Each line below that contains "rugby" counts once; report the total and nothing more.

BEGIN Provided records

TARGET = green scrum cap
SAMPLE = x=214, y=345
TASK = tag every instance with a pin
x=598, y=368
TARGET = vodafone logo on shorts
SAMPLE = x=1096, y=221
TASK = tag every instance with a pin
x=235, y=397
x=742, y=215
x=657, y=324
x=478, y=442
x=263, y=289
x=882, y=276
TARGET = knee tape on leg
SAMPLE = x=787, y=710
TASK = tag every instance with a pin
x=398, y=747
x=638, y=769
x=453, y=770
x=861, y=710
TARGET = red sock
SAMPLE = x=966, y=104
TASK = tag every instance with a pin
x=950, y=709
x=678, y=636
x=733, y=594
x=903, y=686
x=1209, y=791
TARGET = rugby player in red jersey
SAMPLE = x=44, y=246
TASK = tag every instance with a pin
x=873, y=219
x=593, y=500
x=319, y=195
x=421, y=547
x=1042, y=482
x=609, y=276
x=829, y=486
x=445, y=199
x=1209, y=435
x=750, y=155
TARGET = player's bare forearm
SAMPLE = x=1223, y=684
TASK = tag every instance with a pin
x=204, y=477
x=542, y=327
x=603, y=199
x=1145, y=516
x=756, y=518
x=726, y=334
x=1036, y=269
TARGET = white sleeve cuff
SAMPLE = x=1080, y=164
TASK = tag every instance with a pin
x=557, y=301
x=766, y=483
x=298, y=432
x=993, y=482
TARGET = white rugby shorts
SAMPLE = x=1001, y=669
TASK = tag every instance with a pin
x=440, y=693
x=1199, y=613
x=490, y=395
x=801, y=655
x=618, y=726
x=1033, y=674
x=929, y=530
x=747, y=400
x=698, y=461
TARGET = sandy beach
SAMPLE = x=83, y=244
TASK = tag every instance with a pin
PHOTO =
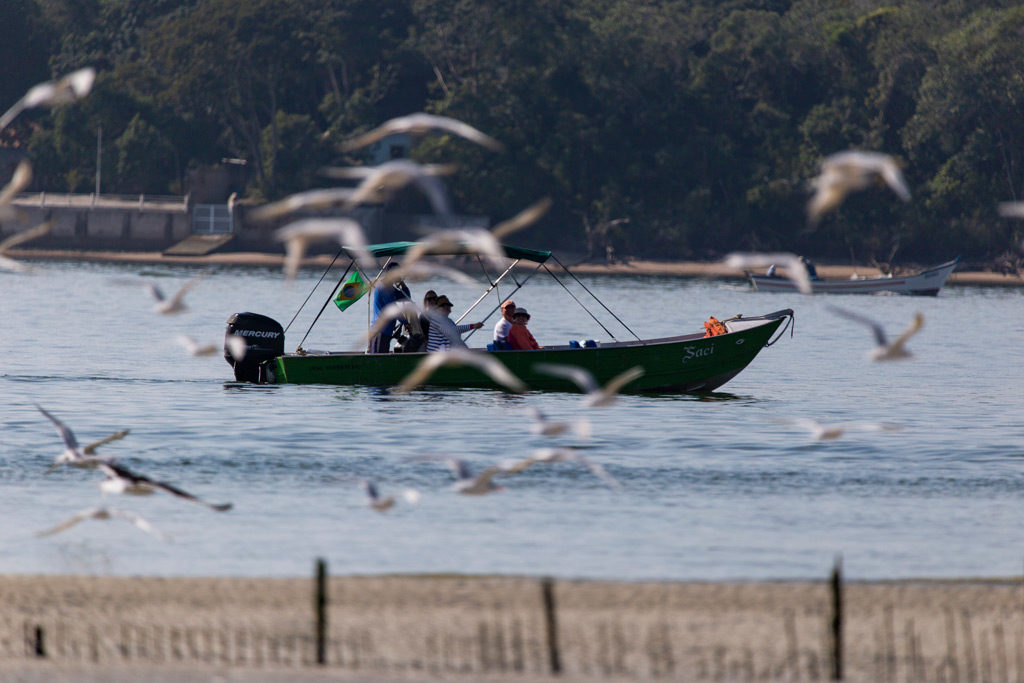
x=632, y=267
x=496, y=628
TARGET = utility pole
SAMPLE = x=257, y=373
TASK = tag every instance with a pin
x=99, y=145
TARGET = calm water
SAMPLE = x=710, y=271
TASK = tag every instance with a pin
x=714, y=487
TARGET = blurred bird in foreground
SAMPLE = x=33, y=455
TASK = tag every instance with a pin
x=421, y=124
x=796, y=270
x=886, y=350
x=102, y=514
x=163, y=305
x=61, y=91
x=18, y=181
x=379, y=183
x=467, y=482
x=122, y=480
x=544, y=427
x=826, y=432
x=560, y=456
x=311, y=200
x=347, y=232
x=849, y=171
x=73, y=454
x=597, y=395
x=383, y=504
x=485, y=363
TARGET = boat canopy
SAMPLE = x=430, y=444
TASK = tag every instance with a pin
x=399, y=248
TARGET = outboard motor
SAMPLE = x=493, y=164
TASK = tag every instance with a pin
x=264, y=340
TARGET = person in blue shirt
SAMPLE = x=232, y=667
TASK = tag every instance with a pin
x=384, y=296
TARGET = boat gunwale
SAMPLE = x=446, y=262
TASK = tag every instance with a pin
x=658, y=341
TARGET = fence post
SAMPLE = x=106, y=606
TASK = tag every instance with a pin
x=320, y=608
x=837, y=622
x=551, y=622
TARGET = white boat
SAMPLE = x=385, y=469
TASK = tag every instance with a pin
x=924, y=283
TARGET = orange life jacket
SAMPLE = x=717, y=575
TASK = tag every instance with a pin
x=713, y=328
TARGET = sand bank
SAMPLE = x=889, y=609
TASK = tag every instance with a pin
x=639, y=267
x=422, y=628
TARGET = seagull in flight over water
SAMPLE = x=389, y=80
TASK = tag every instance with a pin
x=597, y=395
x=122, y=480
x=849, y=171
x=102, y=514
x=73, y=454
x=383, y=504
x=827, y=432
x=886, y=350
x=561, y=456
x=467, y=482
x=421, y=124
x=485, y=363
x=73, y=86
x=163, y=305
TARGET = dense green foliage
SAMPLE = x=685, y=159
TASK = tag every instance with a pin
x=698, y=121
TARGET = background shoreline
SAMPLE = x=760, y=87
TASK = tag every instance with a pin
x=633, y=267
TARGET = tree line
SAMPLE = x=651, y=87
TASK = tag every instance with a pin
x=672, y=128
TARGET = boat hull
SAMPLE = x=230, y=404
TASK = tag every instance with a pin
x=677, y=365
x=926, y=283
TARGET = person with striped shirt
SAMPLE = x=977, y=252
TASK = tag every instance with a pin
x=443, y=333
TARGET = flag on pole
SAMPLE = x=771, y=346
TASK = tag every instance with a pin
x=350, y=291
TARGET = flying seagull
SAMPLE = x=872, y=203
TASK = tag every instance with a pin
x=485, y=363
x=795, y=268
x=73, y=454
x=18, y=181
x=544, y=427
x=299, y=235
x=122, y=480
x=314, y=200
x=561, y=456
x=102, y=514
x=827, y=432
x=849, y=171
x=383, y=504
x=885, y=350
x=467, y=482
x=421, y=124
x=73, y=86
x=163, y=305
x=596, y=394
x=462, y=241
x=378, y=183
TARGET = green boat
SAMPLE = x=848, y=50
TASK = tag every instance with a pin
x=689, y=363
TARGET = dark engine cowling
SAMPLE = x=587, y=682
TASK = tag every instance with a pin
x=264, y=340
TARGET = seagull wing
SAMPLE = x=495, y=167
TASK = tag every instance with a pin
x=179, y=295
x=574, y=374
x=880, y=333
x=422, y=372
x=67, y=435
x=138, y=521
x=89, y=450
x=893, y=176
x=18, y=181
x=494, y=369
x=915, y=325
x=621, y=380
x=68, y=523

END Provided records

→ Answer to the exercise
2